**Available data**
#####

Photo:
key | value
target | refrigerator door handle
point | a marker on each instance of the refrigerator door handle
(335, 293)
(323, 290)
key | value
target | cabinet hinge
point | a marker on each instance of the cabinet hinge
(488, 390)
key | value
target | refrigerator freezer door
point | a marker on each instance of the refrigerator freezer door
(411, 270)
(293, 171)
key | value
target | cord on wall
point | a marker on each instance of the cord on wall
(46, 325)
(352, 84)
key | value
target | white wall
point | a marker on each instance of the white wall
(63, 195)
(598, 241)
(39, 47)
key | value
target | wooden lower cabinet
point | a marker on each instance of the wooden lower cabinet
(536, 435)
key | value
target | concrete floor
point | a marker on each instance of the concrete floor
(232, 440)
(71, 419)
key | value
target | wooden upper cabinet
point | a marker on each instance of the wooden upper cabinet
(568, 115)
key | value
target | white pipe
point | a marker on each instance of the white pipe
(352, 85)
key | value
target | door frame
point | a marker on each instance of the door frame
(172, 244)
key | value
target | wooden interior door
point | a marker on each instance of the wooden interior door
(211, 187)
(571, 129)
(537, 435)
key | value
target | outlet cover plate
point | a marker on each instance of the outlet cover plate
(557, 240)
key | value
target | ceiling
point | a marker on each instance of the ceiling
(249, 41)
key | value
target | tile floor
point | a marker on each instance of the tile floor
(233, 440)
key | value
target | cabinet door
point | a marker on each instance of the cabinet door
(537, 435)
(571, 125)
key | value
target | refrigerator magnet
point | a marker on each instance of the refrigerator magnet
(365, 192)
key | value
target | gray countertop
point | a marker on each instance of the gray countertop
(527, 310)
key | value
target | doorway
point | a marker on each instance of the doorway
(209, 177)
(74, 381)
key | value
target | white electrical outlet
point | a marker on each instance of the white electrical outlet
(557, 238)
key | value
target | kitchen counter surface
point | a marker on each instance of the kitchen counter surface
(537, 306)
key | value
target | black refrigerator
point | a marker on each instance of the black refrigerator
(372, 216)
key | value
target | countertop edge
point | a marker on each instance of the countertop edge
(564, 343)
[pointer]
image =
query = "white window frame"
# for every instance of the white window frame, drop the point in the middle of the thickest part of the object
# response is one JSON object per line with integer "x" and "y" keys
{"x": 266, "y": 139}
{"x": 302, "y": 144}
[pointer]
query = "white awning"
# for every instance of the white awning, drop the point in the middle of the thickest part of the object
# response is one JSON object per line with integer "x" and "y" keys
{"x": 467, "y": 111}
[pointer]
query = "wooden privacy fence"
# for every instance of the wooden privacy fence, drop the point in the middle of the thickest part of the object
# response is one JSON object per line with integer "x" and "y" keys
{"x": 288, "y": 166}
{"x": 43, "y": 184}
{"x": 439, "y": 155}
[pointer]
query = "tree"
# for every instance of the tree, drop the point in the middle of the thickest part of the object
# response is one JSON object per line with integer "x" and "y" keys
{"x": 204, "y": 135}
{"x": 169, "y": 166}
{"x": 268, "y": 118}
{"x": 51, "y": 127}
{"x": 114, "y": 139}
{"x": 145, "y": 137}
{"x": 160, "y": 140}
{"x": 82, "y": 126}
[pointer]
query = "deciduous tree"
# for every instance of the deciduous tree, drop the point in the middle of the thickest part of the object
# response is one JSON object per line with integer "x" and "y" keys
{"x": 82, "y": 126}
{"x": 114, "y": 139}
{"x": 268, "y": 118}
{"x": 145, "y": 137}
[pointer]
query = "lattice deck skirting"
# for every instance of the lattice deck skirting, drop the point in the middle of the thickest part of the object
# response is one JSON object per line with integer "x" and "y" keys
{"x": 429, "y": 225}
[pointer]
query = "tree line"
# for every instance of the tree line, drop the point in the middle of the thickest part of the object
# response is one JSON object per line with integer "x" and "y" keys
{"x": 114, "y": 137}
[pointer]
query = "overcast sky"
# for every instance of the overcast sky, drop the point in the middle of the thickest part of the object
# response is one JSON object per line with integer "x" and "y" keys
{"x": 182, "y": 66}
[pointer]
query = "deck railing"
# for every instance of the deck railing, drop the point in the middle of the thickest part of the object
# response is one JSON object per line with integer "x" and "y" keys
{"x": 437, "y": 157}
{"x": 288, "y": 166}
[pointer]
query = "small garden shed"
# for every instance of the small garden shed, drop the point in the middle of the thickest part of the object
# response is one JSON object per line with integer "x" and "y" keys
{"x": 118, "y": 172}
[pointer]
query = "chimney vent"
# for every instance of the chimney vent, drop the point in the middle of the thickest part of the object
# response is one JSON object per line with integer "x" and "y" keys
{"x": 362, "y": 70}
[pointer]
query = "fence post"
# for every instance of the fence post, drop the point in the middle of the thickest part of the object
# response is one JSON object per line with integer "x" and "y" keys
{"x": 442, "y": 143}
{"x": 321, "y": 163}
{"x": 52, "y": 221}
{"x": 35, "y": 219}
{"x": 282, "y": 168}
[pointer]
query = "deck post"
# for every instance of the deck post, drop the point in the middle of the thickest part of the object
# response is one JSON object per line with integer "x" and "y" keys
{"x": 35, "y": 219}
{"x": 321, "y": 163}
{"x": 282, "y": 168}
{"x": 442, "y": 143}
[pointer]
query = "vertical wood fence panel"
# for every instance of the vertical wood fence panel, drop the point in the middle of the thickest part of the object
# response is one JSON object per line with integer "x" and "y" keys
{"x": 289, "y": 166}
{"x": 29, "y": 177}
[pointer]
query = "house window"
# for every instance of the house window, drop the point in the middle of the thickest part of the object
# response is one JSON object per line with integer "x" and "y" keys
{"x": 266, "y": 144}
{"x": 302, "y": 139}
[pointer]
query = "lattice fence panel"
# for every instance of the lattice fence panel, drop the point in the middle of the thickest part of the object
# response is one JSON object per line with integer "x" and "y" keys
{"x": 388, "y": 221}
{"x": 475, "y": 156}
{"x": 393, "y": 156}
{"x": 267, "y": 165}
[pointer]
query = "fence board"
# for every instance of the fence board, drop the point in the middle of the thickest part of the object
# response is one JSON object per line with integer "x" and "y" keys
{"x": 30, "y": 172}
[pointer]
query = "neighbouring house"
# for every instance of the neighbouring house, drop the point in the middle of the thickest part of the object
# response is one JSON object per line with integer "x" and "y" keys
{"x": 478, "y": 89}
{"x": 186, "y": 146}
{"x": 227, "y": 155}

#####

**What needs to be done**
Exact reproduction of the entire listing is required.

**Exercise response**
Photo:
key | value
target | refrigerator door handle
point | a marker on each instance of the refrigerator door handle
(335, 293)
(323, 290)
key | value
target | cabinet hinge
point | a marker on each instance of the cabinet hinge
(488, 390)
key | value
target | refrigerator freezer door
point | a marker on each instance of the refrigerator freezer door
(411, 270)
(293, 171)
key | value
target | cord on wall
point | a marker on each instance of the cord on wall
(46, 325)
(352, 84)
key | value
target | white wall
point | a marker on each instance of the white wall
(63, 195)
(598, 241)
(39, 47)
key | value
target | wooden lower cabinet
point | a marker on each instance of the wooden lower cabinet
(536, 435)
key | value
target | concrete floor
point | a marker on each instance of the concrete floor
(232, 440)
(71, 419)
key | value
target | wooden upper cabinet
point | a marker on each instance of the wooden upper cabinet
(568, 115)
key | value
target | white pipe
point | a marker on each instance of the white pipe
(352, 85)
key | value
target | door frame
point | a marker on each instance of the door frame
(172, 244)
key | value
target | wooden interior door
point | a marker on each instance of the wooden interior door
(211, 187)
(571, 129)
(537, 435)
key | value
target | outlet cover plate
point | a marker on each instance of the outlet cover plate
(557, 240)
key | value
target | ceiling
point | a marker on each instance of the ceiling
(249, 41)
key | value
target | tile floor
point | a marker on each instance of the tile floor
(233, 440)
key | value
target | cabinet door
point | a marker on each instance of the cabinet door
(537, 435)
(571, 125)
key | value
target | refrigerator magnet
point | a marker on each instance of the refrigerator magnet
(365, 192)
key | value
target | gray countertop
point | a marker on each instance of the gray countertop
(527, 310)
key | value
target | doorway
point | a marker on each instance of the doorway
(209, 177)
(74, 381)
key | value
target | white electrical outlet
point | a marker on each instance of the white electrical outlet
(557, 238)
key | value
target | kitchen counter surface
point | a marker on each instance of the kitchen counter surface
(537, 306)
key | value
target | black refrigerator
point | a marker on each instance of the black refrigerator
(372, 216)
key | value
target | countertop edge
point | a marker on each instance of the countertop edge
(564, 343)
[pointer]
image =
query = "white window frame"
# for every instance of the white window frame, drop the point in the middle of the thickest part of the object
# response is one JSON object per line with integer "x" and "y" keys
{"x": 266, "y": 139}
{"x": 302, "y": 144}
[pointer]
query = "white awning"
# for every instance of the white awning, drop the point in the middle of the thickest part of the object
# response is one JSON object per line with integer "x" and "y" keys
{"x": 467, "y": 111}
[pointer]
query = "wooden privacy fence"
# for every instance of the wooden privacy fence, drop the point in the middle of the thickest part of the object
# response is one JSON object per line with integer "x" and "y" keys
{"x": 288, "y": 166}
{"x": 43, "y": 184}
{"x": 439, "y": 155}
[pointer]
query = "tree"
# for every instance of the tree, drop the point in the middle of the thickest part of the object
# response is one JSON object per line with integer "x" and "y" keys
{"x": 204, "y": 135}
{"x": 169, "y": 166}
{"x": 268, "y": 118}
{"x": 51, "y": 127}
{"x": 114, "y": 139}
{"x": 145, "y": 137}
{"x": 160, "y": 140}
{"x": 82, "y": 126}
[pointer]
query = "deciduous tree"
# for every instance of the deciduous tree, drop the point in the middle of the thickest part of the object
# response is one JSON object per line with integer "x" and "y" keys
{"x": 82, "y": 126}
{"x": 114, "y": 139}
{"x": 268, "y": 118}
{"x": 145, "y": 137}
[pointer]
query = "lattice deck skirting"
# for every instance of the lattice deck skirting, drop the point in the middle of the thickest part of the object
# response is one JSON object per line with integer "x" and "y" keys
{"x": 429, "y": 225}
[pointer]
query = "tree line"
# for every instance of the tree line, drop the point in the middle of the thickest part of the object
# response is one JSON object per line with integer "x" and "y" keys
{"x": 114, "y": 137}
[pointer]
query = "overcast sky"
# for every instance of the overcast sky, drop the point in the middle of the thickest part of the object
# response is one JSON object per line with integer "x" and "y" keys
{"x": 182, "y": 66}
[pointer]
query = "deck railing"
# for every instance of the deck railing, drop the point in the middle of the thickest part of the object
# response is one JSON object per line with integer "x" and "y" keys
{"x": 437, "y": 157}
{"x": 288, "y": 166}
[pointer]
query = "small garden shed"
# for every instance of the small garden shed, drop the point in the middle of the thickest part of the object
# response is one JSON object per line with integer "x" and "y" keys
{"x": 118, "y": 172}
[pointer]
query = "chimney vent"
# for every instance of the chimney vent, drop the point in the middle of the thickest part of the object
# response is one JSON object per line with integer "x" and "y" keys
{"x": 362, "y": 70}
[pointer]
query = "fence post"
# for every instance of the fence post, drop the point in the middle of the thickest part of the object
# response is one JSON object per line with integer "x" and "y" keys
{"x": 442, "y": 143}
{"x": 321, "y": 163}
{"x": 52, "y": 221}
{"x": 35, "y": 219}
{"x": 282, "y": 168}
[pointer]
query = "deck post"
# for every instance of the deck post, drop the point in the middle of the thickest part of the object
# response is one JSON object per line with integer "x" and "y" keys
{"x": 35, "y": 219}
{"x": 321, "y": 163}
{"x": 282, "y": 168}
{"x": 442, "y": 143}
[pointer]
query = "vertical wood fence panel"
# for every instance of the vertical wood fence panel, drop the point in the middle of the thickest part of the object
# response is one JSON object per line with integer "x" and "y" keys
{"x": 289, "y": 166}
{"x": 29, "y": 177}
[pointer]
query = "house window"
# for every instance of the house window, drop the point in the middle of the thickest part of the object
# response is one JSON object per line with integer "x" and "y" keys
{"x": 266, "y": 144}
{"x": 302, "y": 139}
[pointer]
query = "lattice fence panel"
# for every instance of the lattice fence panel, drop the point in the middle of the thickest part of the object
# response is one JSON object per line with integer "x" and "y" keys
{"x": 388, "y": 221}
{"x": 475, "y": 156}
{"x": 393, "y": 156}
{"x": 267, "y": 165}
[pointer]
query = "fence board"
# for every instance of the fence board, drop the point in the middle of the thickest part of the object
# response is one JSON object per line with integer "x" and "y" keys
{"x": 30, "y": 172}
[pointer]
query = "neighbouring house"
# for every instance of the neighbouring house, drop the point in the middle of the thickest part of the object
# response is one JSON object per line with integer "x" and "y" keys
{"x": 478, "y": 89}
{"x": 186, "y": 146}
{"x": 227, "y": 155}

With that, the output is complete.